WHAT IS NEEDED: What you should copy is the line containing "Exercise. For every instance of the asphalt" and all lines after it in the entries below, exactly and without anything added.

(Saved entries)
○ ○ ○ ○ ○

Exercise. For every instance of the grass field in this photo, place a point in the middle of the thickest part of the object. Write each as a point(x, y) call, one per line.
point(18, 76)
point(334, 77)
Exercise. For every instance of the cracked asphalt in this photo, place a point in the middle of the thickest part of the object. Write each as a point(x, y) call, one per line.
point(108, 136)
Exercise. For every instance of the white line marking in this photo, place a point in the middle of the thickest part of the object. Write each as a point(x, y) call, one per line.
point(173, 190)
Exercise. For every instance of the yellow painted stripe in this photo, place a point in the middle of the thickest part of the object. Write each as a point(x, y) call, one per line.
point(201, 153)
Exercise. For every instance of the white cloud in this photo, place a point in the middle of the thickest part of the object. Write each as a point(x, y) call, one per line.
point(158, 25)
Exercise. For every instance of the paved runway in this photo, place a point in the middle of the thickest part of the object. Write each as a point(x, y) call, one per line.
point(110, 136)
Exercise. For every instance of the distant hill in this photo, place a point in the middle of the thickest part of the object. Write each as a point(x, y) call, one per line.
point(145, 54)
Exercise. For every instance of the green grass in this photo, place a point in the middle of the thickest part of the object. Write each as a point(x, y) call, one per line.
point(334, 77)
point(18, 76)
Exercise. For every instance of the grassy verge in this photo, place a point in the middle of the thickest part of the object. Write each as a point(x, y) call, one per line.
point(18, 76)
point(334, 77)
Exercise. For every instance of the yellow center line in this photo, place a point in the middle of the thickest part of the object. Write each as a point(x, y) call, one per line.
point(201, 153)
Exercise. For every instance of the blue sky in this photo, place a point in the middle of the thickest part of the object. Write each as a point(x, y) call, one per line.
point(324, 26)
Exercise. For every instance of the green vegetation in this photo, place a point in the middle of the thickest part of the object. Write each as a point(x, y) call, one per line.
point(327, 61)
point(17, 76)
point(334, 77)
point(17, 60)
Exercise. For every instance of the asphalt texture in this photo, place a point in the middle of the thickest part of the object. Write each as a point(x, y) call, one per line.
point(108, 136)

○ ○ ○ ○ ○

FINISHED TASK:
Exercise. For every instance of the asphalt texture in this photo, place a point in the middle of the thickest part of the object. Write each as a point(x, y) call, one per line.
point(108, 136)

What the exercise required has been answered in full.